_Reading text_.
If someone is short-selling shares that haven't been borrowed, then I agree with CEO Byrne that there's a legitimate complaint. It's a fraud on the market, and like other frauds it ought to be pursued and the perpetrators punished. That said, I'm skeptical that this is a system-threatening problem. I think there are far more important problems out there than this one. And, once more, if Overstock wasn't doing so badly, attacks by short sellers wouldn't particularly matter.
As for your company's financial performance, it would take me quite a bit of time to analyze Overstock and its industry. That said, most of your positive OCF in Q2 came from increased current liabilities. In other words, you stretched out your payments. Oh, and you sold off a bunch of inventory without replacing it: probably the stuff you'd written down in previous quarters so you could make your gross margins look good in Q2. But your revenues were down significantly from the same period a year earlier; it would seem that customers aren't exactly flocking to Overstock.com, now are they?
I don't know what the difference is between the base business and your "fulfillment partner," and I'm not sure I want to because something tells me it's where a lot of sins are hiding. Please don't tell me that there's a red stripe painted in a common warehouse and that everything on one side of the line is theirs and everything on the other side is yours. The possibilities are endless. We'll let the SEC's folks handle that one. Should make for good reading.
QUOTE(Somey @ Sat 1st September 2007, 6:37pm)

So what do you do exactly, Mr. Pwok? Are you a broker, pension-fund administrator, accountant, auditor, or what? I knew we had active stock traders and such on the board, but you seem to be considerably more advanced in the profession than the others, at least the ones I know of...

_Tasks and exercises_.
1) In the Overstock post, list every occupation the quoted question offers as a possible job for Mr. Pwok.
2) Print a passage from the Overstock post word for word, starting at the words "As for your" and stopping after "now are they?".
3) According to the Overstock post, where did most of the positive OCF in Q2 come from?

_Record excerpts_.
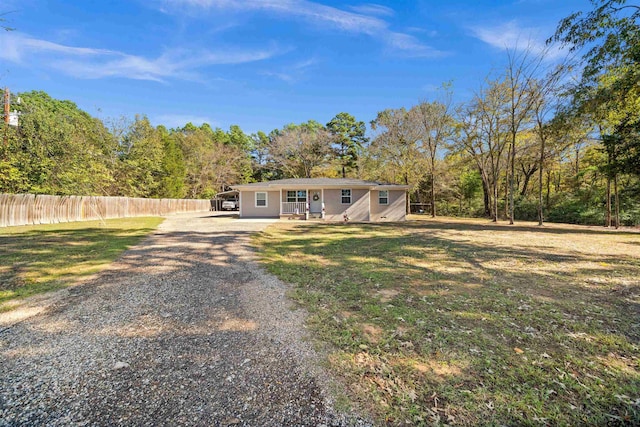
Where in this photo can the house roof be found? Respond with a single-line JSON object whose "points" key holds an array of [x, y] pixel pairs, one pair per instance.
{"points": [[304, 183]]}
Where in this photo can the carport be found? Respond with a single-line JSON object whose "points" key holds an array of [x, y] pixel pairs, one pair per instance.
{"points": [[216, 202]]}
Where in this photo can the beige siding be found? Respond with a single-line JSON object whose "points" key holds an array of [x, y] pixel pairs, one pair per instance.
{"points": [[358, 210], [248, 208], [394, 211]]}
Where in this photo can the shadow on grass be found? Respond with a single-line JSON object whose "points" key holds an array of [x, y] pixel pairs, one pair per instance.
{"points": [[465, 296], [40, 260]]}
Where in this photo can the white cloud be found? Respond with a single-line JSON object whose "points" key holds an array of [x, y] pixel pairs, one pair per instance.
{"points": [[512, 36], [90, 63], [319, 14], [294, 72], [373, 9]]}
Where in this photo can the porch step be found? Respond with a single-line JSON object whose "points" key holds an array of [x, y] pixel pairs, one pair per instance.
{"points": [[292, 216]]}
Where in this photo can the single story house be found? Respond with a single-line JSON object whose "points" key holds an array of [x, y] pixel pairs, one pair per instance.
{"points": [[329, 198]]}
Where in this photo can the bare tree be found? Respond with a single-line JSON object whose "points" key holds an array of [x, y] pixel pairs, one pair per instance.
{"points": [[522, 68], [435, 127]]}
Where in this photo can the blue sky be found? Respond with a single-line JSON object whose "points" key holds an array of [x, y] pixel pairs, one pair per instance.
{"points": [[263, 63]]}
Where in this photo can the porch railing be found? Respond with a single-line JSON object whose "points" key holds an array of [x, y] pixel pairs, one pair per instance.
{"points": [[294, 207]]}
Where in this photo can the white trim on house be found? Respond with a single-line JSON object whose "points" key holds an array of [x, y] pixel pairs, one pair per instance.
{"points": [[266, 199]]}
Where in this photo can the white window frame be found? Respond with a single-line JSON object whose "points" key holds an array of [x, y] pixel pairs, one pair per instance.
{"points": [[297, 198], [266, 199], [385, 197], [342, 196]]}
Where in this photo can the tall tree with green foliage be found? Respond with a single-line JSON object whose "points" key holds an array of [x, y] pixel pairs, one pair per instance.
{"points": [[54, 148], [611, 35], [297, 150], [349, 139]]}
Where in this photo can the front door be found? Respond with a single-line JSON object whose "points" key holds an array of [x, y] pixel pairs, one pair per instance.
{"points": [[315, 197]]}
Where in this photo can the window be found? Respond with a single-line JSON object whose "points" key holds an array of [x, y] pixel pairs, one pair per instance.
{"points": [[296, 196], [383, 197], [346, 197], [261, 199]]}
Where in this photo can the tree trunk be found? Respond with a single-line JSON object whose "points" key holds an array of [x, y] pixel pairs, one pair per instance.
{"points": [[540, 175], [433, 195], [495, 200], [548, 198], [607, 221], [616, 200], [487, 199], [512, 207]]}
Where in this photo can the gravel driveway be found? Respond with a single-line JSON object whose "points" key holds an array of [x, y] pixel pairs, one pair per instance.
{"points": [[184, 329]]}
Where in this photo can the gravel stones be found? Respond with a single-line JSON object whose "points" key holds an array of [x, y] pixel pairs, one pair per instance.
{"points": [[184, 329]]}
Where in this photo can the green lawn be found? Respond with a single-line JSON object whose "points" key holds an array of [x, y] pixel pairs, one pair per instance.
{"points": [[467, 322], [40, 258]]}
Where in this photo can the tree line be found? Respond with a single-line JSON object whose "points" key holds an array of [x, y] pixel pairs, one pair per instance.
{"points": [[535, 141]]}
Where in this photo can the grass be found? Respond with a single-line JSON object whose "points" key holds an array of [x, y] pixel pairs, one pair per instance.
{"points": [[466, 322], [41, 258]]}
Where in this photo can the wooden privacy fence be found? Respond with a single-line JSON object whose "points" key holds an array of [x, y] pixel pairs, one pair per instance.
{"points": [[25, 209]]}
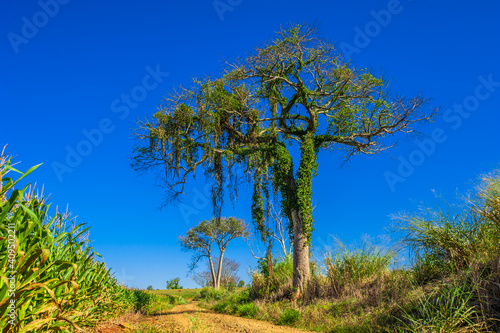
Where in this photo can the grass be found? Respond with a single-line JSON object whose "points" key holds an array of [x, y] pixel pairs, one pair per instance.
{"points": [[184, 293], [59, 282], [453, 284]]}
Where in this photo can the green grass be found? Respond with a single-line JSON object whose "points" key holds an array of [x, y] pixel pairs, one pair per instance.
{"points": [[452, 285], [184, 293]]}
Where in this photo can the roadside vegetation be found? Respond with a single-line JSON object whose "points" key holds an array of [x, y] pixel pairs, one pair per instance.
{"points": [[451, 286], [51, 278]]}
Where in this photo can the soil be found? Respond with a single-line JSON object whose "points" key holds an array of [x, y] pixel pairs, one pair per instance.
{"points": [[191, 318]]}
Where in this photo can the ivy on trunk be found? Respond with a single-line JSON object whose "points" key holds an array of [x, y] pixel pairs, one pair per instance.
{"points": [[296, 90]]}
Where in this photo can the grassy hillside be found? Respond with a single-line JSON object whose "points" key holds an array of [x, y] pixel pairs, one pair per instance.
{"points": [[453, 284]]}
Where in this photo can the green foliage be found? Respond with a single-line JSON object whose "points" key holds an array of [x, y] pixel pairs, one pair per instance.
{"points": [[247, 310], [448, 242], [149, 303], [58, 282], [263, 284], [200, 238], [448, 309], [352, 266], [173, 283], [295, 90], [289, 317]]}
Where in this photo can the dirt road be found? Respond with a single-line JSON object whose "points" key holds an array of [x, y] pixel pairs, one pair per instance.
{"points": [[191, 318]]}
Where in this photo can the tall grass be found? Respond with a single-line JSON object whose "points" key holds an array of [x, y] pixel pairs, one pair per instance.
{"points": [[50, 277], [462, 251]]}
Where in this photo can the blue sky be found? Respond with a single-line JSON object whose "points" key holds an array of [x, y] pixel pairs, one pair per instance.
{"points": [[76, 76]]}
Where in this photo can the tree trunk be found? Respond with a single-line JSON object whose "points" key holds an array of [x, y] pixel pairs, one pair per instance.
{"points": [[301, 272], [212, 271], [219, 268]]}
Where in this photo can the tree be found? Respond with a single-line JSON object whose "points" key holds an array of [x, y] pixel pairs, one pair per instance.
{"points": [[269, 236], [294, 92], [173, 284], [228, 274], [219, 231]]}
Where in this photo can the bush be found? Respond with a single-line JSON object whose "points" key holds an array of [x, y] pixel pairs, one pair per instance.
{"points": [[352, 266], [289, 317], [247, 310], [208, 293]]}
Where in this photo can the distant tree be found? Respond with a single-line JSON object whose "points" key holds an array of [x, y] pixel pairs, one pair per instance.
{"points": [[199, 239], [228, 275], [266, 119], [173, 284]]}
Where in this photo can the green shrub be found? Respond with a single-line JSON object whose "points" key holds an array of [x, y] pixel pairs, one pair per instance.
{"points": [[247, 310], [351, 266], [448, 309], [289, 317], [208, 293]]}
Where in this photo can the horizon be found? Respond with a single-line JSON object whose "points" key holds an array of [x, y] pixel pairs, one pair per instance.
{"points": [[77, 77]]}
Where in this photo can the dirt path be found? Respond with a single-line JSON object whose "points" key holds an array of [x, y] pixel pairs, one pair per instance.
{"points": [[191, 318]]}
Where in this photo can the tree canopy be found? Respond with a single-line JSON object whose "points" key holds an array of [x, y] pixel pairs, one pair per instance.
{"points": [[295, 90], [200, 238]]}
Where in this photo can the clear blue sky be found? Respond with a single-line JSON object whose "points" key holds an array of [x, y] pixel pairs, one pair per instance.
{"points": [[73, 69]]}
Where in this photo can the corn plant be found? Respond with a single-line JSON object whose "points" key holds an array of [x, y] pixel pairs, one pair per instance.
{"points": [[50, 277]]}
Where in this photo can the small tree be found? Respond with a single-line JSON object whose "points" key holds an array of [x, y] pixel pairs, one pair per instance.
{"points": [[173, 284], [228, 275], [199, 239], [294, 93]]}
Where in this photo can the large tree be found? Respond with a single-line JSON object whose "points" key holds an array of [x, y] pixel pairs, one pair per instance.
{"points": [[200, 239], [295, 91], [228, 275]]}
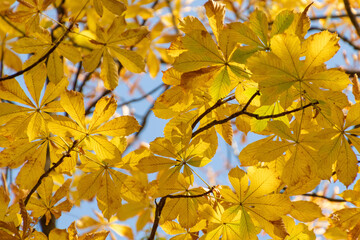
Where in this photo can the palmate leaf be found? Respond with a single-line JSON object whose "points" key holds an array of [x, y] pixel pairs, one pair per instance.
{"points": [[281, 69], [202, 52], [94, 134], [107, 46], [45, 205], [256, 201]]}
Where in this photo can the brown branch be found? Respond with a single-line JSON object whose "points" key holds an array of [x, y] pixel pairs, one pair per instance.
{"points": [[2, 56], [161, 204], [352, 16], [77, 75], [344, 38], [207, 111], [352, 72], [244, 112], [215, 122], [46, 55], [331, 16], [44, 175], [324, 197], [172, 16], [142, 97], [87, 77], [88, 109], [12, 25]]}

_Answers provided_.
1) broker, pension-fund administrator, accountant, auditor

2)
As for your company's financial performance, it would take me quite a bit of time to analyze Overstock and its industry. That said, most of your positive OCF in Q2 came from increased current liabilities. In other words, you stretched out your payments. Oh, and you sold off a bunch of inventory without replacing it: probably the stuff you'd written down in previous quarters so you could make your gross margins look good in Q2. But your revenues were down significantly from the same period a year earlier; it would seem that customers aren't exactly flocking to Overstock.com, now are they?

3) Increased current liabilities.